## Objective
Reproduce every one of the entries below verbatim, line for line, and change nothing.

## Information supplied
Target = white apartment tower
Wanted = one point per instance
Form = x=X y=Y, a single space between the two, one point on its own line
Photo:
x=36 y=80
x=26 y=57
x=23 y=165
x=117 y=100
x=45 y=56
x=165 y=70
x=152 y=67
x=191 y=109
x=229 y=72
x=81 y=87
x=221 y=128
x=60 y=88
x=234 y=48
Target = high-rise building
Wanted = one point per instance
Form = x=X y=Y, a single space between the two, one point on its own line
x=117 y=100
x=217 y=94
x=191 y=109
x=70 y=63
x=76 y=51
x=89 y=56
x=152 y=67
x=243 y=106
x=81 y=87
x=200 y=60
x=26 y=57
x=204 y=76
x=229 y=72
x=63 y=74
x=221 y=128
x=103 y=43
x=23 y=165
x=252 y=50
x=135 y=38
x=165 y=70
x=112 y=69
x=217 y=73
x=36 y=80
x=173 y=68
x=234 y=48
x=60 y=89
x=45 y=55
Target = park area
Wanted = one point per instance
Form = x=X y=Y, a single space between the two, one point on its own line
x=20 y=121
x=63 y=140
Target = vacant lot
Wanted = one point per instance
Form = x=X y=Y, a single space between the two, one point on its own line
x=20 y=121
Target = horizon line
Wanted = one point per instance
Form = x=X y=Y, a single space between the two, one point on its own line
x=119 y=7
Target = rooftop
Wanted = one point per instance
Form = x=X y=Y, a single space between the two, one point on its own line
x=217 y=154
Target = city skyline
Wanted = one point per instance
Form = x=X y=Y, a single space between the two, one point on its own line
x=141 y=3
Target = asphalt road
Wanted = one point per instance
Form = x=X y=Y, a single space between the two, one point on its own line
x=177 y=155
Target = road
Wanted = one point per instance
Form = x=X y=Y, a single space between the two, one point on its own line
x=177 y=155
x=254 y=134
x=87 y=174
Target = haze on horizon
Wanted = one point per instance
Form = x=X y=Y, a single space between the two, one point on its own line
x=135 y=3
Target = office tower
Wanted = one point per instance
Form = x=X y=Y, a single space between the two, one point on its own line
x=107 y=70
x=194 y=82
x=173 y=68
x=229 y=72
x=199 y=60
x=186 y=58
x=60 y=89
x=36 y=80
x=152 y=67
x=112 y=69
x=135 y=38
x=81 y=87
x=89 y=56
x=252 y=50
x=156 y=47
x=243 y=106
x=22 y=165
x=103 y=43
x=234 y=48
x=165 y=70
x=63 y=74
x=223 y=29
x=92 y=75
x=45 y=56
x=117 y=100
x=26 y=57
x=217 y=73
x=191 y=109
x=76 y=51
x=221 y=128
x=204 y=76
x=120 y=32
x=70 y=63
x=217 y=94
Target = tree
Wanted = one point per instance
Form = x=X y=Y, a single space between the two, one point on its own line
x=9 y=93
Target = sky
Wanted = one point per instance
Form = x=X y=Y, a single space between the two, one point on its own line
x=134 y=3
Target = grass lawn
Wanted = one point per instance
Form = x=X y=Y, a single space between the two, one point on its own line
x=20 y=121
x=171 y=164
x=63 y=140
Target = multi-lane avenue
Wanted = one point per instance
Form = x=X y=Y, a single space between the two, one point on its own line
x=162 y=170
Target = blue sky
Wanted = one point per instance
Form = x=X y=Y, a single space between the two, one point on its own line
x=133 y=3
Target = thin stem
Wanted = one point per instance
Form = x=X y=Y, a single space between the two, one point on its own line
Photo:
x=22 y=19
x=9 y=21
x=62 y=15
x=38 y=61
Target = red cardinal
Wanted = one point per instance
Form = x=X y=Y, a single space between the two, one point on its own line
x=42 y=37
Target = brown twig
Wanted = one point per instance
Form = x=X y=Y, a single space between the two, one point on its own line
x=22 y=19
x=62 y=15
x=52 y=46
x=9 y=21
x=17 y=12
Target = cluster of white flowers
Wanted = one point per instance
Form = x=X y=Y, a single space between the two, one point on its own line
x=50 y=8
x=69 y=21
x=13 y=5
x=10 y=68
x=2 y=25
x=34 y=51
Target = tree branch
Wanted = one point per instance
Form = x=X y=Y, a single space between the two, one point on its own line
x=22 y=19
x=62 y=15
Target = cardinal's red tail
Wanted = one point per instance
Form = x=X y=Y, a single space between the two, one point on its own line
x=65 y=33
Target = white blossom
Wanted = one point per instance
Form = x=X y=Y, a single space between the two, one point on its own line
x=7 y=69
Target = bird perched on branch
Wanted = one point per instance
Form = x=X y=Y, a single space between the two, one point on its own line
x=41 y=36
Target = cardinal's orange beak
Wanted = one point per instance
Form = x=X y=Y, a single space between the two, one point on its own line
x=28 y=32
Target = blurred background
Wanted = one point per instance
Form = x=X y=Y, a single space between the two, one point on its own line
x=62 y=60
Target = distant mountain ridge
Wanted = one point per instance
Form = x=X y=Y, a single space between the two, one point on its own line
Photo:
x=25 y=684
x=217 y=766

## Answer
Target = white apartment tower
Wanted = one point per instance
Form = x=X y=Y, a single space between the two, one point on its own line
Photo:
x=36 y=80
x=26 y=57
x=23 y=165
x=117 y=100
x=45 y=56
x=165 y=70
x=152 y=67
x=191 y=109
x=229 y=72
x=81 y=87
x=221 y=128
x=60 y=88
x=234 y=48
Target = high-rise building
Wanted = one point per instance
Form = x=X y=Y, a single space between the two, one point on its own line
x=117 y=100
x=217 y=94
x=191 y=109
x=70 y=63
x=76 y=51
x=89 y=56
x=152 y=67
x=243 y=106
x=81 y=87
x=200 y=60
x=26 y=57
x=204 y=76
x=229 y=72
x=63 y=74
x=221 y=128
x=103 y=43
x=23 y=165
x=252 y=50
x=135 y=38
x=165 y=70
x=112 y=69
x=217 y=73
x=36 y=80
x=173 y=68
x=234 y=48
x=60 y=89
x=45 y=55
Target = park area
Wanted = one point per instance
Form = x=X y=Y, a single space between the two, one point on its own line
x=20 y=121
x=63 y=140
Target = vacant lot
Wanted = one point per instance
Form = x=X y=Y, a single space between the two, one point on its own line
x=20 y=121
Target = horizon line
Wanted = one point per instance
Form = x=X y=Y, a single space between the two, one point on its own line
x=119 y=7
Target = rooftop
Wanted = one point per instance
Form = x=X y=Y, a single space between the two, one point on its own line
x=217 y=154
Target = city skyline
Wanted = one point per instance
Form = x=X y=Y, a single space between the two, one point on its own line
x=141 y=3
Target = asphalt road
Wanted = one point per instance
Form = x=X y=Y, a single space between the two, one point on its own line
x=177 y=155
Target = road
Wanted = one point per instance
Form = x=X y=Y, a single space between the two, one point on its own line
x=177 y=155
x=254 y=134
x=87 y=174
Target = haze on horizon
Wanted = one point per instance
Form = x=X y=Y, a single space between the two, one point on its own line
x=135 y=3
Target = office tower
Wanted = one point per instance
Form = x=X y=Y, a single space between the two, one point on its own line
x=107 y=70
x=194 y=82
x=173 y=68
x=229 y=72
x=199 y=60
x=186 y=58
x=60 y=89
x=36 y=80
x=152 y=67
x=112 y=69
x=135 y=38
x=81 y=87
x=89 y=56
x=252 y=50
x=156 y=47
x=243 y=106
x=22 y=165
x=103 y=43
x=234 y=48
x=165 y=70
x=63 y=74
x=223 y=29
x=92 y=75
x=45 y=56
x=117 y=100
x=26 y=57
x=217 y=73
x=191 y=109
x=76 y=51
x=221 y=128
x=204 y=76
x=120 y=32
x=70 y=63
x=217 y=94
Target = tree
Wanted = one point per instance
Form = x=X y=Y, a single space between the two, one point on its own line
x=9 y=93
Target = sky
Wanted = one point per instance
Form = x=X y=Y, a single space between the two, one point on its own line
x=134 y=3
Target = grass lawn
Wanted = one point per instance
Form = x=X y=Y, a single space between the two, one point on its own line
x=20 y=121
x=171 y=164
x=63 y=140
Target = multi-lane avenue
Wanted = one point per instance
Form = x=X y=Y, a single space between the two, one point on its own line
x=162 y=170
Target = blue sky
Wanted = one point per instance
Form = x=X y=Y, a single space between the two, one point on its own line
x=133 y=3
Target = thin stem
Wanted = one point per instance
Form = x=X y=Y, a single space between the two, one point on its own line
Photo:
x=22 y=19
x=9 y=21
x=62 y=15
x=38 y=61
Target = red cardinal
Wanted = one point per instance
Form = x=X y=Y, a single space between the two, one point on its own line
x=42 y=37
Target = brown twig
Wanted = one point per instance
Form = x=X y=Y, a single space between the two, one point on its own line
x=22 y=19
x=62 y=15
x=52 y=46
x=9 y=21
x=17 y=12
Target = cluster of white flowers
Wanted = one point per instance
Form = x=X y=Y, a single space between the two, one point on its own line
x=50 y=8
x=69 y=21
x=13 y=5
x=10 y=68
x=2 y=25
x=34 y=51
Target = tree branch
Wanted = one point per instance
Form = x=X y=Y, a single space between the two, one point on its own line
x=22 y=19
x=62 y=15
Target = cardinal's red tail
Wanted = one point per instance
Form = x=X y=Y, a single space between the two, one point on its own line
x=65 y=33
Target = white blossom
Wanted = one point per instance
Form = x=X y=Y, a single space between the two, one point on its own line
x=7 y=69
Target = bird perched on branch
Wanted = one point per instance
Form = x=X y=Y, a single space between the two, one point on its own line
x=41 y=36
Target = cardinal's orange beak
Wanted = one point per instance
Form = x=X y=Y, a single space between the two, one point on its own line
x=28 y=32
Target = blurred background
Wanted = one point per instance
Form = x=X y=Y, a single space between the two, one point on its own line
x=62 y=60
Target = distant mountain ridge
Wanted = one point per instance
Form = x=X y=Y, a single space between the two, one point on its own line
Photo:
x=25 y=684
x=217 y=766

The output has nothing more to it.